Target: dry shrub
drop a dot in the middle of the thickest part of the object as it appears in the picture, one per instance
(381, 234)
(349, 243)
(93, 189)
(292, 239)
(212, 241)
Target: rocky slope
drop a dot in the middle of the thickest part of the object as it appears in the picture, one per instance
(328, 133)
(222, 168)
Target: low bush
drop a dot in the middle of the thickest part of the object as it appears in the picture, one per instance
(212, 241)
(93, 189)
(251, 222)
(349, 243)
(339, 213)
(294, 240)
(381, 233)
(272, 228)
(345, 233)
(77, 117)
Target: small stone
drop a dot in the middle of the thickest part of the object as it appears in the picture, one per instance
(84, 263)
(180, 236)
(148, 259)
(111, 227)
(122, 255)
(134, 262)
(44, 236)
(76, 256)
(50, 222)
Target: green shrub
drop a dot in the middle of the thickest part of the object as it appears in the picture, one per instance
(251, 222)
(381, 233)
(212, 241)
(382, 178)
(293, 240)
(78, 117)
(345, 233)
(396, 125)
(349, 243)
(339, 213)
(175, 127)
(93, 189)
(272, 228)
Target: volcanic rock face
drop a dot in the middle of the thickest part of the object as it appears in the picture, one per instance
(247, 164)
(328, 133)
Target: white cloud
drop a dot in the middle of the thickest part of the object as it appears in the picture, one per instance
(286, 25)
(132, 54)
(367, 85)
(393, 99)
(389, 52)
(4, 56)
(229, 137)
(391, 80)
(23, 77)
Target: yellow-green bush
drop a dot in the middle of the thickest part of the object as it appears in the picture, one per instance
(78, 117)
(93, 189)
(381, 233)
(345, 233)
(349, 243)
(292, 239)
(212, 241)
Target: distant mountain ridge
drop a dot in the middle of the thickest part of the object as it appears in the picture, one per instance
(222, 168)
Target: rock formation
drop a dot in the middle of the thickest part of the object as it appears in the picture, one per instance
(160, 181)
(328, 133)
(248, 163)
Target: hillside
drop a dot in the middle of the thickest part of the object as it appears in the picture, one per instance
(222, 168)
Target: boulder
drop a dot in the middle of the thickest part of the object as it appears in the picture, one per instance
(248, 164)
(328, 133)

=======

REQUEST: Using the data above, repeat every line exactly.

RESULT:
Target: dry shrub
drop a dot in the middle of the thickest part of the object as it appears in the picture, one per instance
(381, 234)
(349, 243)
(93, 189)
(292, 239)
(212, 241)
Target: rocky slope
drop a dot in the middle of the thickest part of the object as it appears in the picture, one per instance
(328, 133)
(222, 168)
Target: low bush
drop a dot in the middle of the thickest part of the object as it appears in the picture, one per instance
(212, 241)
(93, 189)
(251, 222)
(349, 243)
(339, 213)
(294, 240)
(381, 233)
(272, 228)
(345, 233)
(77, 117)
Target: small stone
drop a dot in the middle of the thickest part of the object as it appears in the picture, one per instance
(84, 263)
(180, 236)
(148, 259)
(111, 227)
(122, 255)
(134, 262)
(44, 236)
(76, 256)
(50, 222)
Target: green shrub
drop a dot in the middle of the thickest part of the object as it appears in the picture, one per instance
(251, 222)
(381, 233)
(212, 241)
(382, 178)
(293, 240)
(78, 117)
(345, 233)
(396, 125)
(349, 243)
(339, 213)
(175, 127)
(93, 189)
(272, 228)
Target: volcanic rock face
drop a dot in the middle of the thickest part of the object as it appears in the picture, one per instance
(247, 164)
(328, 133)
Target: white cloud
drop a dot in the middle of the thickest part of the object as it appears in the picture, one per instance
(286, 25)
(132, 54)
(367, 85)
(393, 99)
(389, 52)
(4, 56)
(229, 137)
(391, 80)
(23, 77)
Target: yellow-green bush
drop a dot in the middle of the thickest part of the object as it appears in the picture, one per instance
(78, 117)
(93, 189)
(381, 233)
(345, 233)
(349, 243)
(292, 239)
(212, 241)
Target: distant mountain ridge
drop a dot in the middle of the thickest part of the object as it appears in the picture, one per instance
(222, 168)
Target: rock formation
drop a dot in the middle of the thickest part of the object as it appears in the picture, one per instance
(160, 181)
(328, 133)
(248, 163)
Target: hillside
drop a dot in the middle of the thickest part of the object as it appears in the picture, one per instance
(222, 168)
Target: boulder
drop a dot in the middle of the thickest part of the object as it appears in the picture, one per instance
(248, 164)
(328, 133)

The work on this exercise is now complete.